After locating the line with "segment --target tall" in the data that follows, return it and every later line exactly, up to and including the line with "Provide the mask of each instance of the tall".

(Collected data)

————————

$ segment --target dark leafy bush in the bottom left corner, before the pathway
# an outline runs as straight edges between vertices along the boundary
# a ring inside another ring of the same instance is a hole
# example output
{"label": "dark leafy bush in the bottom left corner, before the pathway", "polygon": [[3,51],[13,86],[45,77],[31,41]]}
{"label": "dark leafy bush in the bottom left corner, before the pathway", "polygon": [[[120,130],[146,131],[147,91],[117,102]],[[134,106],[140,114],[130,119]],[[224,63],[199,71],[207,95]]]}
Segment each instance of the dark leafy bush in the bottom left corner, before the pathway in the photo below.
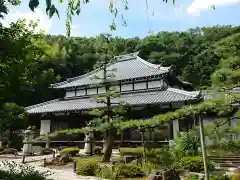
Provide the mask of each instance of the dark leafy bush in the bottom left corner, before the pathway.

————————

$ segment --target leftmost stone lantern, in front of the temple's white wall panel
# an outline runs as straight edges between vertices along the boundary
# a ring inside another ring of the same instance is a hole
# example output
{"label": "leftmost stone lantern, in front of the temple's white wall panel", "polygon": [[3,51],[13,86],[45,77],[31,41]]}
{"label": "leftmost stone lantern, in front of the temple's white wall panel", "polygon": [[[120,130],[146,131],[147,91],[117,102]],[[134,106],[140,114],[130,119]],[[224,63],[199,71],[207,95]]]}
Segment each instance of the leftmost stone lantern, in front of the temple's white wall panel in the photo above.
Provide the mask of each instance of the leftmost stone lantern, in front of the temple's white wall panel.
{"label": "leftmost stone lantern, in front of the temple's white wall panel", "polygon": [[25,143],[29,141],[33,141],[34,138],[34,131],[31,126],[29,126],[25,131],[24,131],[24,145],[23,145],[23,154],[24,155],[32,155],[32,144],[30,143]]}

————————

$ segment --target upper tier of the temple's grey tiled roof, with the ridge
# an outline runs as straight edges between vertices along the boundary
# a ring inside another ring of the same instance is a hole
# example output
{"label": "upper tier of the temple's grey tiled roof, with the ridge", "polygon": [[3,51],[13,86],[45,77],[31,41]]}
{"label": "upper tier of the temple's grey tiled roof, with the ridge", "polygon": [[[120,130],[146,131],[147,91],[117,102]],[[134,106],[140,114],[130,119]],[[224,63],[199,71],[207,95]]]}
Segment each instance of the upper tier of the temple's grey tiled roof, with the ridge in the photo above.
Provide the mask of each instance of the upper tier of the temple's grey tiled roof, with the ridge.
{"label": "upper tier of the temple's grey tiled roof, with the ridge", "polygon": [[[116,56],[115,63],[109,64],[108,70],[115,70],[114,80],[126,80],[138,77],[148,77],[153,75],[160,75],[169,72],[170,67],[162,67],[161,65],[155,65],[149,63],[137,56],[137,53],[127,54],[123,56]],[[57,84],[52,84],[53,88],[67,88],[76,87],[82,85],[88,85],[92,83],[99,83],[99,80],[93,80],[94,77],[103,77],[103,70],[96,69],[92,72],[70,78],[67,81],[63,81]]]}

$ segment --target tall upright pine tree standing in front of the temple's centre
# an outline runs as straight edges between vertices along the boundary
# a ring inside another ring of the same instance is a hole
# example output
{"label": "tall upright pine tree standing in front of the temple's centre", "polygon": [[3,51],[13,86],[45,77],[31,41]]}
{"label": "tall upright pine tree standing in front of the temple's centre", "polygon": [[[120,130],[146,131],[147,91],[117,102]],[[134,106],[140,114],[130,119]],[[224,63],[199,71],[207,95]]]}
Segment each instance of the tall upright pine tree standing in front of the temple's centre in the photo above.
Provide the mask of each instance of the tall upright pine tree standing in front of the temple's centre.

————————

Exercise answer:
$ segment --target tall upright pine tree standing in front of the temple's centre
# an outline runs as straight edges between vertices along the boundary
# a ring inside another ring of the same instance is a hole
# example output
{"label": "tall upright pine tree standing in front of the temple's centre", "polygon": [[3,51],[13,86],[45,77],[31,41]]}
{"label": "tall upright pine tree standing in front of the temple's centre", "polygon": [[[120,130],[146,131],[147,91],[117,102]],[[134,106],[140,114],[130,119]],[[224,63],[199,71],[207,95]]]}
Segment each instance of the tall upright pine tree standing in front of the temple's centre in the photo above.
Provide the mask of each instance of the tall upright pine tree standing in front of the temple's centre.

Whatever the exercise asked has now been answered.